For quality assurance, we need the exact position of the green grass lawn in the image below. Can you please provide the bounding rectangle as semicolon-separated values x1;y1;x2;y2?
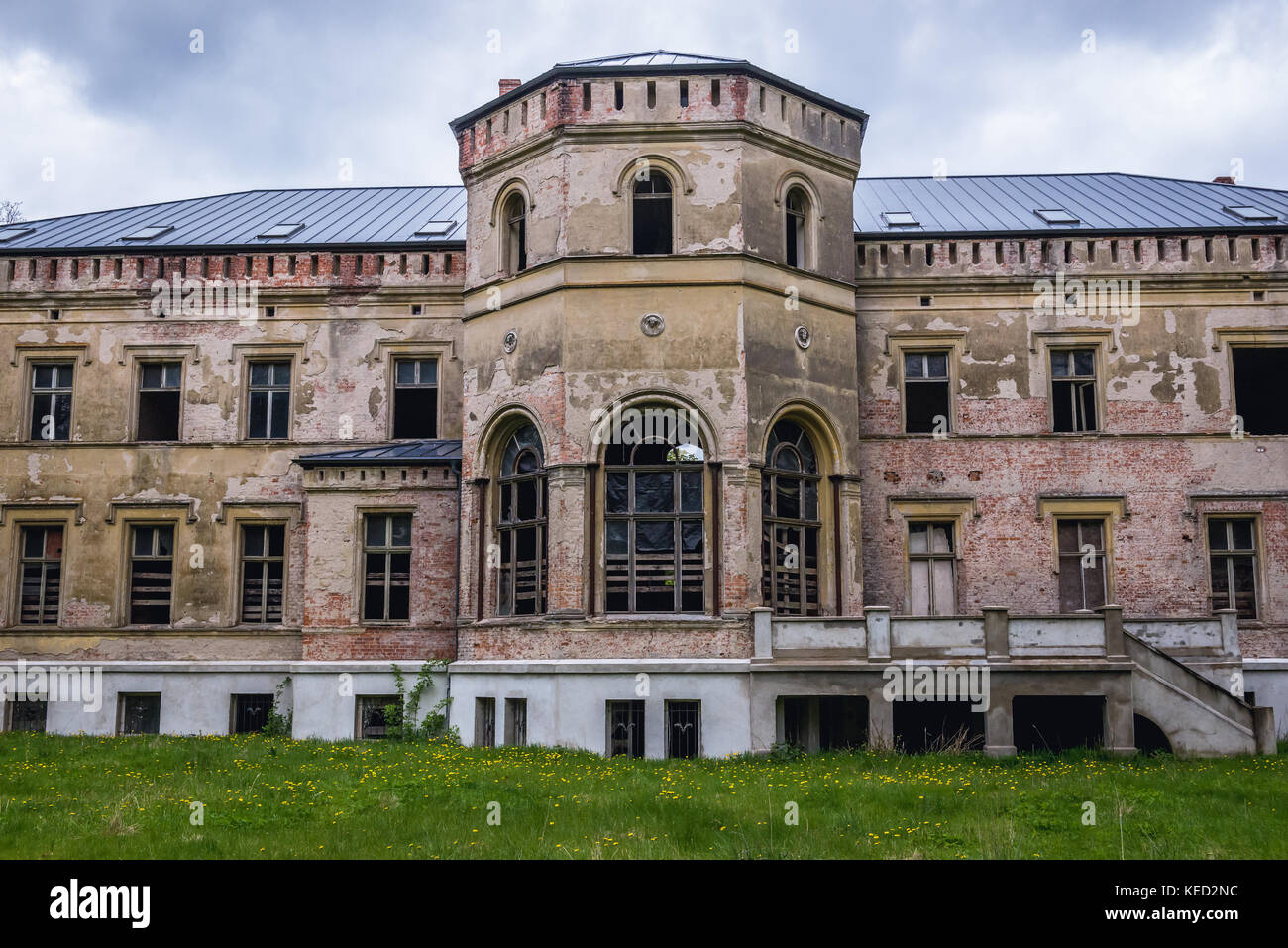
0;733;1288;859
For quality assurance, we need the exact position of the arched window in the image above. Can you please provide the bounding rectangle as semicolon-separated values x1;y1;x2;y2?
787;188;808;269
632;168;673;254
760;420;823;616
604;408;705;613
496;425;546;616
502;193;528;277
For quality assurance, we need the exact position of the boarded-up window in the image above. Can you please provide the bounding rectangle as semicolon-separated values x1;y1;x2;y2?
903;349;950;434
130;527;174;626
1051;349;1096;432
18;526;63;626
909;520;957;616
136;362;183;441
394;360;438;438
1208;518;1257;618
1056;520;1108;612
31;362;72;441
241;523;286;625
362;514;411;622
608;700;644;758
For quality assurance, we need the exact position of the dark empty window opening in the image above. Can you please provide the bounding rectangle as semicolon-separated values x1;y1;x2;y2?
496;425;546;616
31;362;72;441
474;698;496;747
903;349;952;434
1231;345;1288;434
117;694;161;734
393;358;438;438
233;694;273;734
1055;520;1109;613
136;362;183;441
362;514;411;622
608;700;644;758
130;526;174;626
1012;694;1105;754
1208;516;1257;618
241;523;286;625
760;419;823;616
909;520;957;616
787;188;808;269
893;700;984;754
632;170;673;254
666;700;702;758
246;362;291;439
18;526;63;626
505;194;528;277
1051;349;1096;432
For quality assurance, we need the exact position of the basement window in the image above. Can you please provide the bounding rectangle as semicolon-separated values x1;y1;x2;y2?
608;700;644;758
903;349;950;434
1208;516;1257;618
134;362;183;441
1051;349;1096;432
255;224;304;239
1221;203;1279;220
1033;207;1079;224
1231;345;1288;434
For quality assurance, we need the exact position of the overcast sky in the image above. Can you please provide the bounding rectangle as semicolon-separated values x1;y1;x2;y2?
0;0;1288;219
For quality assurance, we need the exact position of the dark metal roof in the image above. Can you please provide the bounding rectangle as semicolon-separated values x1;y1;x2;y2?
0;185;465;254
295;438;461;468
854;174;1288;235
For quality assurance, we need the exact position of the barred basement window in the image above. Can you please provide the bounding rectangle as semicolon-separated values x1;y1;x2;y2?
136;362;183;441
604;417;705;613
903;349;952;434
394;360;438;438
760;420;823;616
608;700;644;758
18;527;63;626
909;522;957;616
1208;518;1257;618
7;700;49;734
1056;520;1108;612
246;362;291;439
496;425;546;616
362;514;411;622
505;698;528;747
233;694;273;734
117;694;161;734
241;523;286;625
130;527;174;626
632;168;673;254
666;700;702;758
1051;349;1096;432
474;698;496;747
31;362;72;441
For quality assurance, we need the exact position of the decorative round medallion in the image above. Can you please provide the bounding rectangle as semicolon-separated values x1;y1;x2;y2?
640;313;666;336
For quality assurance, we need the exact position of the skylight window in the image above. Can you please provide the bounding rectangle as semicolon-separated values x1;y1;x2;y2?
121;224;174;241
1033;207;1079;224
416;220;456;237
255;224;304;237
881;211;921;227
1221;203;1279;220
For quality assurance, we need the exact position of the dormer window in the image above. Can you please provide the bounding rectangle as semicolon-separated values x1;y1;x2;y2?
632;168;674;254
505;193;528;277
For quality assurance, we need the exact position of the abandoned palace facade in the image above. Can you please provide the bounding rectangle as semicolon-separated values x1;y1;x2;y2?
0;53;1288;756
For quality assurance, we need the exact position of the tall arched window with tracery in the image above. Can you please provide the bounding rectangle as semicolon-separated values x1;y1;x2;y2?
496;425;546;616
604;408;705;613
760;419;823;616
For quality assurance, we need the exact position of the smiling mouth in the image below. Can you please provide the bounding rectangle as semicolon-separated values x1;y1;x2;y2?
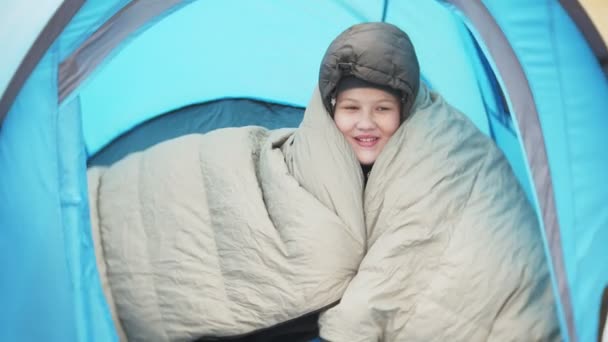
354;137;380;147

Written instruction: Please update the stretch of lines from the one containing "For quality assurance, we need the exact position of the tall" through the last line, replacing "bounding rectangle" with "bounding box" and keeping everything else unchanged. Return only those lines, without the pictures.

Solution to this task:
For quality assurance, we need the exact position of the tall arched window with tracery in the image above. Can you please provide the bounding box as semicolon-separated values x1;y1;x2;y2?
496;425;546;616
604;408;705;613
760;419;823;616
For quality assurance, we need the exact position of the smiling mouth in the image below. Can you please provide the bounding box as semicolon-separated values x1;y1;x2;y2?
354;137;380;147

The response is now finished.